** START OF TEXT TO READ **

But the stars of the evening show lie even farther afield. Neptune grabs the spotlight October 5/6 when its largest moon, Triton, dramatically cuts off the light of a distant sun. And Uranus reaches opposition and peak visibility this month, making it a tempting target all night. As this planet sinks low in the west before dawn, Venus and Mars make a striking pair in the east.
Early October provides observers with their final chance to see Jupiter in the evening sky this year. Those with a clear, unobstructed western horizon can find the giant planet 3° high a half-hour after sunset. Fortunately, it’s bright — shining at magnitude –1.7 — so you can track it nearly to the horizon despite the bright twilight.
Jupiter dips lower each evening and finally succumbs to the Sun’s glare after October’s first week. It passes behind the Sun on the 26th and will reappear before dawn in early November.
Mercury plies nearly the same parcel of real estate as Jupiter. The innermost planet slides behind the Sun at superior conjunction October 8. Viewers in the southern United States and points south might glimpse Mercury in evening twilight at the end of the month. The planet then shines at magnitude –0.4 and hangs a couple of degrees high in the west-southwest 30 minutes after sunset.
After straining to see our first two targets, skygazers get some welcome relief with the appearance of Saturn. The ringed planet lies 20° above the southwestern horizon at the end of twilight in early October. Although it dips lower as the month progresses, it remains conspicuous. Saturn shines at magnitude 0.5 against the backdrop of southern Ophiuchus.
Now swing your telescope to Saturn. The planet’s disk appears 16″ across, and the rings span 36″ in mid-October. But more significantly, the ring system tilts 27.0° to our line of sight — the maximum angle possible. The rings haven’t appeared this open since 2003, and they won’t approach this tilt again until 2032.
The steep angle means observers will get superb views of ring structure. The Cassini Division — the dark gap that separates the outer A ring from the brighter B ring — will be obvious through any scope. And this will be a great chance to spot the Encke Division, a narrow, challenging feature near the A ring’s outer edge.

** END OF TEXT TO READ **

STATED EXERCISE 1: Arrange the rows, starting with their first line and going on through the line containing "[[347, 301]]", as a JSON list of strings with one string per line. Leave out blank lines and omit the pictures.
The planetary observing text and the rows after it are independent of each other.

** START OF DATASET ENTRIES **

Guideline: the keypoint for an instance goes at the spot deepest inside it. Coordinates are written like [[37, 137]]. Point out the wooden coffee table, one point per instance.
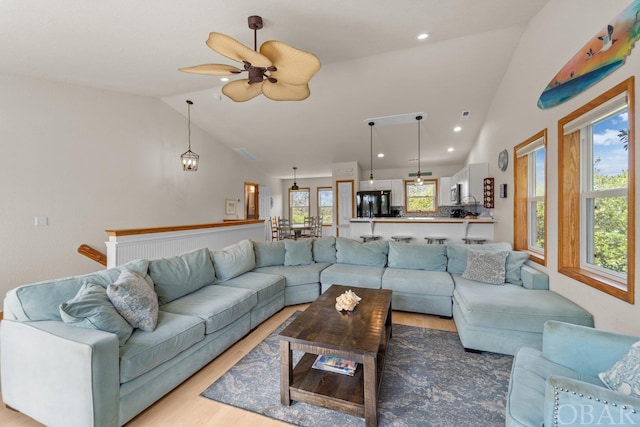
[[361, 336]]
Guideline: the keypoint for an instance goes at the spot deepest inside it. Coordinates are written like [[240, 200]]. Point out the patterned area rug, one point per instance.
[[428, 380]]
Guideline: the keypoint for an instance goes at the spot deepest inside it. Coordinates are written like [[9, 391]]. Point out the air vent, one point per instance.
[[248, 155]]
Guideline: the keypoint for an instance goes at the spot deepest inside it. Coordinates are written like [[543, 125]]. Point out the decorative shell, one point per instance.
[[347, 301]]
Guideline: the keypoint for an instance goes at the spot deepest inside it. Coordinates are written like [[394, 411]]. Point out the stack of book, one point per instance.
[[335, 364]]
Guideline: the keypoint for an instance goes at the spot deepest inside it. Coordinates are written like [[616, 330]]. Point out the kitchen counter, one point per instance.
[[454, 230]]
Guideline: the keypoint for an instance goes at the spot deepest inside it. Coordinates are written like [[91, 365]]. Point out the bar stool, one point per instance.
[[437, 240], [474, 240]]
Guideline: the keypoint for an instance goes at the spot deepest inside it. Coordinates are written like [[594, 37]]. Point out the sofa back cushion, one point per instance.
[[234, 260], [457, 263], [269, 253], [182, 274], [324, 249], [298, 252], [41, 301], [417, 257], [349, 251]]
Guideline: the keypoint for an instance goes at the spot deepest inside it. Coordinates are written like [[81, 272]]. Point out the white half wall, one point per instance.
[[551, 39]]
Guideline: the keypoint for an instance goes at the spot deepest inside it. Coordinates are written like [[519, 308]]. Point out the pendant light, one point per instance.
[[371, 174], [295, 185], [419, 180], [189, 159]]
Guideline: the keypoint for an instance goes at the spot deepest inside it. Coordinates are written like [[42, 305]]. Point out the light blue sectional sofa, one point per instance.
[[105, 372]]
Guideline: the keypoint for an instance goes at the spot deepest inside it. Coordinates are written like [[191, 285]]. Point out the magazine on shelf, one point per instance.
[[335, 364]]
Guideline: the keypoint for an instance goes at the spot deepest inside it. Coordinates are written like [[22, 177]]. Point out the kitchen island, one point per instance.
[[454, 230]]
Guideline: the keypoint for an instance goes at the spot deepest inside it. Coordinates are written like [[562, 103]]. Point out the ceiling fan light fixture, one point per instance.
[[189, 159], [295, 187]]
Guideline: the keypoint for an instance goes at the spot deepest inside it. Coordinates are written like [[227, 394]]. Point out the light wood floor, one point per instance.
[[184, 407]]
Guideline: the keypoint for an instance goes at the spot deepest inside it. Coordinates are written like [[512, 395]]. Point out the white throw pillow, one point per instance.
[[624, 375]]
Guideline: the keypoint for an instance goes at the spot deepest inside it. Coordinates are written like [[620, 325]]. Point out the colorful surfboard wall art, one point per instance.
[[601, 56]]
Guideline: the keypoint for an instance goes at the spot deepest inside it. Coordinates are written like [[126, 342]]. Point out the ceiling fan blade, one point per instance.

** END OF DATASET ENTRIES **

STATED EXERCISE 2: Pick up the planetary observing text after its final sentence and continue it.

TASK RESPONSE 1:
[
  "Guideline: the keypoint for an instance goes at the spot deepest inside it. Coordinates are written like [[37, 137]]. Point out the wooden coffee table, one point per instance.",
  "[[361, 336]]",
  "Guideline: the keypoint for an instance goes at the spot deepest inside it. Coordinates are written like [[240, 200]]. Point out the patterned area rug, one point per instance.",
  "[[428, 380]]",
  "Guideline: the keypoint for an instance goes at the spot deepest inside it. Coordinates are written like [[9, 391]]. Point out the air vent, one point per instance.",
  "[[248, 155]]",
  "Guideline: the keypoint for an instance goes at the spot deepest inside it. Coordinates are written like [[543, 125]]. Point out the decorative shell, one point per instance.",
  "[[347, 301]]"
]

TASK RESPONSE 2:
If you can tear yourself away from the rings, Saturn also boasts a family of bright moons. The biggest and brightest, 8th-magnitude Titan, completes a circuit of the planet once every 16 days. Look for it due south of Saturn on October 5 and 21 and due north on the 13th and 29th. It appears 1.2′ from the ringed world on those dates.
Outermost Iapetus glows at 10th magnitude when it reaches greatest western elongation October 13. It then lies 8′ from Saturn and shows up nicely through 4-inch and larger scopes. The same instrument reveals a trio of similarly bright moons — Tethys, Dione, and Rhea — that circle the planet inside Titan’s orbit.
As Saturn prepares to set, turn your attention to Neptune. This distant ice giant reached opposition and peak visibility in early September, but the view in October barely suffers in comparison. It appears in the southeast as darkness falls in early October and climbs highest in the south around 11 p.m. local daylight time. (It reaches the same position two hours earlier by month’s end.)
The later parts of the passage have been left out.